So why do you think the Pentagon continues to propose the same kinds of cuts year after year – things like reduced pay raises and benefits, and base closures – and the House and Senate deny them, and nobody has any hope of success? What’s the point?
I think part of it is the Pentagon knows their proposals are politically unpopular; they know they’re unlikely to succeed, so why put a lot of effort into it – and why try something different, when you’re convinced you’re not going to be able to do it? DoD is kind of throwing up their hands at Congress and saying, “Look, you want us to manage our resources better, but you won’t let us. We told you. You need to cut TRICARE and you need to close bases.” And they seem almost content to just keep doing that, because that’s what they’re used to doing.
I think if they really want to make serious progress on this, they have to rethink their approach. I don’t think that the department views its approach as being flawed – I think they view Congress as the problem. And what they really need to do is step back and realize maybe their approach is the problem, that Congress is playing the role the people want it to play: resisting things that are unpopular.
It’s remarkable that you get such a bipartisan consensus among think tanks about three controversial areas of reform that we all believe are important. Yet when you look at what the House and the Senate are doing, they’re almost ignoring the consensus that really exists out there, that these things are necessary.

--- --- ---

> _Goal of the exercise_
Summarize the text on the Pentagon's proposed cuts in two sentences.

--- --- ---

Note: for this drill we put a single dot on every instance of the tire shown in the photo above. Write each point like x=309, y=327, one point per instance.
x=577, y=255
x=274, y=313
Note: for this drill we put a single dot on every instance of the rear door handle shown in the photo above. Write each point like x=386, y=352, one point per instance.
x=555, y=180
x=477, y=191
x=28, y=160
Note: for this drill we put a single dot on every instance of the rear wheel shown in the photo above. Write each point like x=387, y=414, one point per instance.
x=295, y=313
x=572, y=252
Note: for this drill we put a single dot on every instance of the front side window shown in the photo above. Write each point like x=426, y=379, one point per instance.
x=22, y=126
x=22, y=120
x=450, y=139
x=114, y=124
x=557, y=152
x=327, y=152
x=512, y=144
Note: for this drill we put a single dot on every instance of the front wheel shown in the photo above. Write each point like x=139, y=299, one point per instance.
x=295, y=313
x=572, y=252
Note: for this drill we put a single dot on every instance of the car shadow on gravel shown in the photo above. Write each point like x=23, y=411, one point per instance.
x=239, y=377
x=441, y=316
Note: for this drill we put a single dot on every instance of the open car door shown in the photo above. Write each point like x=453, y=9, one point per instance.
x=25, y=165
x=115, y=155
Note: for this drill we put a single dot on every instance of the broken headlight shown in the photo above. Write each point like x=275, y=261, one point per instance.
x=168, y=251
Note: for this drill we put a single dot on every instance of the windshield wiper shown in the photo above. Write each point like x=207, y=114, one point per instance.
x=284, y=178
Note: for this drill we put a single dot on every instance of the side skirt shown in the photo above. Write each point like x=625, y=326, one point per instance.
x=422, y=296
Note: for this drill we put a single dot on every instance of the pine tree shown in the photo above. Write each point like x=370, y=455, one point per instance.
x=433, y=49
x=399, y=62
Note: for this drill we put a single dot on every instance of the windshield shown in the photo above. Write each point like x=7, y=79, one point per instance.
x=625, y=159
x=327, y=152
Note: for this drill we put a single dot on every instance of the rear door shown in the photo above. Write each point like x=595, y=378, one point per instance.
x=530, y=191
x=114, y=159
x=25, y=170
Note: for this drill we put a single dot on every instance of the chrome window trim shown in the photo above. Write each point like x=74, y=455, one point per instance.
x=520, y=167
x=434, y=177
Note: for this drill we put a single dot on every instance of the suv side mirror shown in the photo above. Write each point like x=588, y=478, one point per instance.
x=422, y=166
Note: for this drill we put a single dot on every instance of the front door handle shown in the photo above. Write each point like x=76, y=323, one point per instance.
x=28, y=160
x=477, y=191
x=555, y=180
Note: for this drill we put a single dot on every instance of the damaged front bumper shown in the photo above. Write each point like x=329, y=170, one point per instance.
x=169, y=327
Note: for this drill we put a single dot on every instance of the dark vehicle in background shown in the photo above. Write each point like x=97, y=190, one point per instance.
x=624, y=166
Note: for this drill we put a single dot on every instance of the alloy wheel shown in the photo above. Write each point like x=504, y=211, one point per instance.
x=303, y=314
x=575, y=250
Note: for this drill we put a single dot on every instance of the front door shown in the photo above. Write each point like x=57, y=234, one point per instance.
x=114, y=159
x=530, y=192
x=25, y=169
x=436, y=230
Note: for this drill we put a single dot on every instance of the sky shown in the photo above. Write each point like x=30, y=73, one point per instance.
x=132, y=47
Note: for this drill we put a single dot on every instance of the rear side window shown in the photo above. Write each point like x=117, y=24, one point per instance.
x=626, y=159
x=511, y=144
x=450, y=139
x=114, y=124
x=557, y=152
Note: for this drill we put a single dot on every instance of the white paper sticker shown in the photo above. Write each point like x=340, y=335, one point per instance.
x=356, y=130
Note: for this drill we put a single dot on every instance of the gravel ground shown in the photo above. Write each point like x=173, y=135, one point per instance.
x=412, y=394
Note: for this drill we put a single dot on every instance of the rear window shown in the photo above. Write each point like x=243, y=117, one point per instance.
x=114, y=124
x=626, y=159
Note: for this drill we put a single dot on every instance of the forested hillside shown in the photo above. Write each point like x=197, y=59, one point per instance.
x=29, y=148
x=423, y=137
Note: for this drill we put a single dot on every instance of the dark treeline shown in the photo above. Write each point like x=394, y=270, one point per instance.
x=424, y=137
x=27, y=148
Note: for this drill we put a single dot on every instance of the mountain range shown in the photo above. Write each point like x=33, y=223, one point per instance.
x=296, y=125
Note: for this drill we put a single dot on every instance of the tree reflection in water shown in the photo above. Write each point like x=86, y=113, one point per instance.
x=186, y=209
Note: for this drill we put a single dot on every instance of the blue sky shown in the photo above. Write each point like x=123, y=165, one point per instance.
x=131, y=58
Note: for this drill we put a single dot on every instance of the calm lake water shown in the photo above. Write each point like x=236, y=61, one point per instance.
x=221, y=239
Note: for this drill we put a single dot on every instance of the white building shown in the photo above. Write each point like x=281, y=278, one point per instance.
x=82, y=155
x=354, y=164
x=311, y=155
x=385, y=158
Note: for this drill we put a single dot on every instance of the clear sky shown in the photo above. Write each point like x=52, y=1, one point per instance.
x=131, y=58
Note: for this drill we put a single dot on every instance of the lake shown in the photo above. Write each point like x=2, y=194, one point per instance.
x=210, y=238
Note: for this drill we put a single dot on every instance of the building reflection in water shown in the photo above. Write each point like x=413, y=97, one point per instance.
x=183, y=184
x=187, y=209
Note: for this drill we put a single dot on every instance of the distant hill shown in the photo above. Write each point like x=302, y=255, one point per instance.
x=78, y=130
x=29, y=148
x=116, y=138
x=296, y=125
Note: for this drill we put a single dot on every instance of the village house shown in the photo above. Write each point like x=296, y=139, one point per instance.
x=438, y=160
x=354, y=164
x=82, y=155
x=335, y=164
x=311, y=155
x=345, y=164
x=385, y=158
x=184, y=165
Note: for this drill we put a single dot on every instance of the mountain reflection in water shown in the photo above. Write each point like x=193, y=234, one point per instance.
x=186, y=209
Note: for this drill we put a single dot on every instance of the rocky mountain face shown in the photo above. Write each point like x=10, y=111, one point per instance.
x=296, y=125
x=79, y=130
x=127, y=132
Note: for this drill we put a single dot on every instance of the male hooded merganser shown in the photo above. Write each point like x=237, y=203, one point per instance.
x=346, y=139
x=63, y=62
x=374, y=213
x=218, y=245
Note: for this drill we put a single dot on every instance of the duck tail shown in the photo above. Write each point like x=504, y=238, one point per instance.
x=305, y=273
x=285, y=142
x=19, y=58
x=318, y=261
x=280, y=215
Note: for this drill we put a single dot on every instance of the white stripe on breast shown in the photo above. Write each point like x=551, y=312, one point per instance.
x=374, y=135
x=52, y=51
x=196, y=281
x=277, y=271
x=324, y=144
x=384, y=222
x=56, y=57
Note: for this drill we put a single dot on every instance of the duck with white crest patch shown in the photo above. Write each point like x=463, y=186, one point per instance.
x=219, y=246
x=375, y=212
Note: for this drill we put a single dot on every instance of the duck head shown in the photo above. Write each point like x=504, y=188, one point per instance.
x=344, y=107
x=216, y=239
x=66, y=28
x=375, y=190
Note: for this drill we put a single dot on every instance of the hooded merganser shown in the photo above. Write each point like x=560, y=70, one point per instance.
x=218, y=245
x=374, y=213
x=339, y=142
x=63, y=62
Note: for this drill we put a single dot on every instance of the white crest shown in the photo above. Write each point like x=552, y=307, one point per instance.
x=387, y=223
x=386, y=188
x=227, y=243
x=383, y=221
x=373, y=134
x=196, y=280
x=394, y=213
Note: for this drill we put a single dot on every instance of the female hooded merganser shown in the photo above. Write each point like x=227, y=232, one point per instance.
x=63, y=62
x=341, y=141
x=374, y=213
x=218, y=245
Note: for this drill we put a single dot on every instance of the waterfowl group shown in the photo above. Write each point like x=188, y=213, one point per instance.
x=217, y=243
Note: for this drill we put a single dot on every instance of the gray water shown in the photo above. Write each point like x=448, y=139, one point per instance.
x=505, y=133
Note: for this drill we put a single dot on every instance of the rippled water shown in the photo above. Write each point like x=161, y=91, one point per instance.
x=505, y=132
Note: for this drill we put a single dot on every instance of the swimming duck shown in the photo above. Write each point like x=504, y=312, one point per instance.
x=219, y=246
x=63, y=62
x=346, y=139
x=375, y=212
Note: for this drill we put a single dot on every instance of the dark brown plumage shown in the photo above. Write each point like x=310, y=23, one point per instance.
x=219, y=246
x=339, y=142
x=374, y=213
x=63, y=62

--- --- ---

> _Result_
The speaker says the Pentagon keeps proposing unpopular cuts such as reductions to TRICARE and base closures because it expects them to fail, blames Congress, and sees no reason to try something different. The speaker argues that the department should rethink its approach, since Congress is resisting unpopular things as the people want, even though think tanks share a bipartisan consensus that these reforms are necessary.